Source data =
============
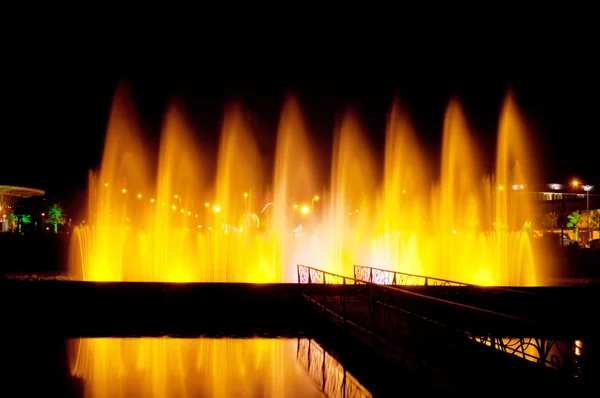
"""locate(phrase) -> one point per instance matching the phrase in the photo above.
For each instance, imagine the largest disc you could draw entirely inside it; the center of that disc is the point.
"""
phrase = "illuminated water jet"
(179, 226)
(168, 367)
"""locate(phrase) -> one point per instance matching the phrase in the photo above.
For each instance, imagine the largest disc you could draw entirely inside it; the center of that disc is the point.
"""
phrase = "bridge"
(438, 321)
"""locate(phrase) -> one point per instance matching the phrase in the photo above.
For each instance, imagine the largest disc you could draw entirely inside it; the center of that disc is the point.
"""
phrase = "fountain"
(182, 367)
(178, 227)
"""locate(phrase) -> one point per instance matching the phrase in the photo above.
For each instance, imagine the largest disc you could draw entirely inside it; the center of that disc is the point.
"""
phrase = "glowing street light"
(312, 202)
(587, 188)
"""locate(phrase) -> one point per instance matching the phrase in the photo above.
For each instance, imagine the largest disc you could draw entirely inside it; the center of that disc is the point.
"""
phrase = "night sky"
(57, 100)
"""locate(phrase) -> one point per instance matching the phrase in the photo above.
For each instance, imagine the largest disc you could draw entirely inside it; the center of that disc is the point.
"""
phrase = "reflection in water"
(170, 367)
(330, 375)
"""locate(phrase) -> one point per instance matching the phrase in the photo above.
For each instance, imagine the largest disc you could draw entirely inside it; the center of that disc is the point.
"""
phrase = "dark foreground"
(39, 316)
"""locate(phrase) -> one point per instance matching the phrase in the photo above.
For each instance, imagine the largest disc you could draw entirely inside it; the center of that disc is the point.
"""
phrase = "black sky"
(57, 99)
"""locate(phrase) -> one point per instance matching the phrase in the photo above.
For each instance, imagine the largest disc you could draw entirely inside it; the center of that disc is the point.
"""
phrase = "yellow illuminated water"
(166, 219)
(167, 367)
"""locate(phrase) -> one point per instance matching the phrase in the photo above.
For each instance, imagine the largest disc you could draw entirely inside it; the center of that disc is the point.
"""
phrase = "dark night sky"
(57, 99)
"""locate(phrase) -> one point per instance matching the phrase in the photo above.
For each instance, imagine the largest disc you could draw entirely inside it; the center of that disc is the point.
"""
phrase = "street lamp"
(312, 202)
(587, 189)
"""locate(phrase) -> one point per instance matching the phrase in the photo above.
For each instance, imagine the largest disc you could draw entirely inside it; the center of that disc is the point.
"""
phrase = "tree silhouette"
(20, 219)
(575, 220)
(550, 220)
(594, 222)
(56, 216)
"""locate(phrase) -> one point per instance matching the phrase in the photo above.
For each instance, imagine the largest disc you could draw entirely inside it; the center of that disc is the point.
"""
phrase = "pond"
(160, 367)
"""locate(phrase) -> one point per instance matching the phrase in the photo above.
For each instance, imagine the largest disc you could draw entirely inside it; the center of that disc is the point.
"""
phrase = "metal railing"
(406, 319)
(387, 277)
(333, 379)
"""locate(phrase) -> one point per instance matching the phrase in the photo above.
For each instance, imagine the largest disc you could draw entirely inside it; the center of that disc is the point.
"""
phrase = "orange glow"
(162, 367)
(456, 222)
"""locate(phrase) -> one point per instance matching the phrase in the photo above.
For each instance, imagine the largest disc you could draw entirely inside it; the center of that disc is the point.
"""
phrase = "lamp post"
(587, 189)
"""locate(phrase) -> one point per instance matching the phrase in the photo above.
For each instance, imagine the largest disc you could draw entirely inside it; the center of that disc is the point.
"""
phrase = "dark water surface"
(177, 367)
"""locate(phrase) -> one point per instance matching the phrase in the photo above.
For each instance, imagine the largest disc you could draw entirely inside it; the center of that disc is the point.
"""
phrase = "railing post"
(372, 307)
(344, 296)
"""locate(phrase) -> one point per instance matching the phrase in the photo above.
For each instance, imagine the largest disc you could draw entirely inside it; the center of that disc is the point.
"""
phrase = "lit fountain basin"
(457, 223)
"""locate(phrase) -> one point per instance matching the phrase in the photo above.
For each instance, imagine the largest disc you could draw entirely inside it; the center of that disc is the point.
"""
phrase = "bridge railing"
(403, 318)
(333, 379)
(387, 277)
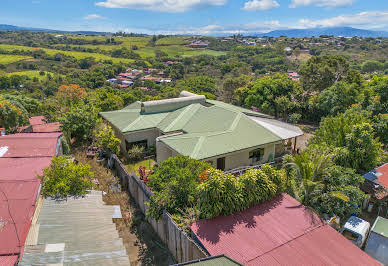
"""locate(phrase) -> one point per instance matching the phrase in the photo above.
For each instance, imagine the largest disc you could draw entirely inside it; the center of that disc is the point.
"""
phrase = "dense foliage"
(65, 178)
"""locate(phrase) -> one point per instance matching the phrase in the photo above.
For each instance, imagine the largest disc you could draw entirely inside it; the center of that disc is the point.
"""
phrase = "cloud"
(260, 5)
(213, 29)
(321, 3)
(93, 16)
(171, 6)
(368, 19)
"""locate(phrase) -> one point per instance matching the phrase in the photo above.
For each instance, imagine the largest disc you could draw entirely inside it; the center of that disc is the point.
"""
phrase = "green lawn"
(9, 58)
(78, 55)
(148, 164)
(173, 40)
(31, 74)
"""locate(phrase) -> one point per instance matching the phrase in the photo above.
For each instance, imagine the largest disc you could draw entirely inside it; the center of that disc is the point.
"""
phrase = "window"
(142, 143)
(256, 155)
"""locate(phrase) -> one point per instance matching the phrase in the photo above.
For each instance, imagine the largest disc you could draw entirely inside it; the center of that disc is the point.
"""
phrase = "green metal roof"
============
Required action = The records must be restated word for word, apart from any images.

Response to the task =
"""locate(phrase) -> one point per instance matching the phrase in the photo above.
For each instance, imagine the largest disc you could draw entirely inside it; the center of that disc is the point.
"""
phrase = "illuminated water jet"
(179, 226)
(168, 367)
"""locate(phrase) -> one point per instance matching the phrase in the photo above.
For each instance, imagine the largest disc you could draw entirely inside it; the center of that disc is the point.
"""
phrase = "bridge"
(438, 321)
"""locate(phrase) -> one point per instance matching the phrase in the photo above.
For each instance, imagine the largest disc you could draw entirely inside it; the center of that disc is the point.
"""
phrase = "fountain"
(182, 367)
(178, 227)
"""locate(phrase) -> one point per instance matching the phrase in the photo above.
For each instance, imagine the largest disc you could draw entirely inside it; the center of that disc is the point.
"""
phrase = "glowing street light"
(312, 202)
(587, 188)
"""locate(phrase) -> one point per instance matching the phrase in the photo above.
For each instance, imagine the largest disc you could draw entirely inside it; the center of that disc is the point.
"""
phrase = "night sky"
(57, 100)
"""locate(phrase) -> one point per instance matching the phrase in the photo above.
For each instance, imagine the largest disc you could draw entirely inside it; the center of that disc is the point.
"""
phrase = "reflection in water"
(170, 367)
(330, 375)
"""locate(phrase) -> one point per instance matching the phrase in the photo above.
For each instance, imagine the largest disc you could draw entirely inside it; the center of that disc is the point.
"""
phrase = "dark foreground"
(39, 316)
"""locate(phrase) -> one point per instance matching the phrase in the photo above.
For each instance, imagine the largest disc you could draw entirely inside it; the center of that disc is the point.
"""
phrase = "black sky"
(57, 99)
"""locate(phrase) -> one point per instance matching the phrase in the photo above.
For each instance, imagine the largest disc you could draw entirely inside it; the center of that disc is the point.
"""
phrase = "yellow illuminated water"
(166, 219)
(167, 367)
"""locate(phrase) -> one point per instance matching the phrase in the photo above.
For each instance, imagine the largest disc you could draw entirely inside it; the center of that disc is the point.
"""
phrase = "dark night sky"
(57, 99)
"""locate(phrase) -> one point per instance matching the phrase in the photo above.
For each instance, imagine the largest disc you could draw entirely inside it; the center of that disc is the point.
"""
phrase = "street lamp"
(312, 202)
(587, 189)
"""locate(phrase) -> one point per instance matching the phrase in the photo above.
For each instance, imagine the largest disc you could draw entirely inside it; the center of that disc is the point.
"""
phrase = "tree silhouette"
(20, 219)
(575, 220)
(550, 220)
(594, 222)
(56, 216)
"""locate(phrase) -> one point per instance matching the phrase in the photo above.
For each instance, imagine the largest disc you could draw entirely inside it; the center of that disc is the point.
"""
phrase = "pond"
(160, 367)
"""locate(phrase) -> one point per instance matching the phrase in the photo above.
For each instance, imagine the largest disc you could draw entirely inside it; the center of that disc is the point.
"""
phrase = "metal railing"
(406, 319)
(387, 277)
(333, 379)
"""locate(phrase) -> one point per instance matching the phrase in the photo above.
For each instance, imagine the largest disc you could draw entirely inside it; the center of that disc is the point.
"""
phrase = "orange glow"
(162, 367)
(456, 222)
"""locate(phrase) -> one point per instance matching the phrase in the photo above.
For each instance, imagine the largest disc you could draw entirely inside it; the center of that disc is the point.
"""
phrase = "lamp post"
(587, 189)
"""locate(phrase) -> one point per instance matching the phrase in the photo above.
For each instance, imagine the largest disc you could draw entirely inside it; the center of that disc is the point.
"""
phrase = "dark water surface"
(177, 367)
"""locate(phrase) -> one point per instance matching the phrase in the photo above.
For each instance, imagine the largest disc you could draw entirely inside it; the center of that disc is the point.
"""
phrase = "railing post"
(372, 307)
(344, 296)
"""locate(phrase) -> one point per instance matching the phrase in the photo above.
For each instance, imagine the largest disc you could draw entirely inside it; the center of that disc is the point.
"""
phrase = "lit fountain basin"
(457, 223)
"""locate(phrase) -> one point per instance matching the phrase in the photo above.
For each instance, imagine the largest disc you could draw entirely inside it; the center of that disc is the point.
"""
phrase = "bridge railing"
(403, 318)
(333, 379)
(387, 277)
"""locate(phrase) -> one point per instance matching the phrase in the photo above.
For each instance, imagine the largest disc you could draw entirely inside it; the center of that disc is the point.
"""
phrase = "dense foliage"
(65, 178)
"""locate(phrase) -> one point per instance matching the phrase in the photo above.
For each instance, imagine the largest disc you could draw entirely inside it; the center of that disc is the point.
"""
phrase = "cloud"
(260, 5)
(213, 29)
(321, 3)
(93, 16)
(171, 6)
(368, 19)
"""locate(phrase) -> one point per instance matching the phrase in the photo above.
For each instance, imagine the largest disc you could draw entirely inside it; the center of that disc is the point.
"""
phrase = "green lawn"
(9, 58)
(78, 55)
(148, 164)
(173, 40)
(31, 74)
"""locate(phrase) -> one point per instance matching the phrase in the photo above.
For each instance, imagine the largest disc you could draw entirely inside it; the center of that disc is the point.
"""
phrase = "window"
(142, 143)
(256, 155)
"""locate(phrase) -> one point per instance matching the phrase in the photo above.
For each instance, imagine the largest disc you could draw entirely inside it; the center of that disc is the point.
"""
phrase = "green metal roof"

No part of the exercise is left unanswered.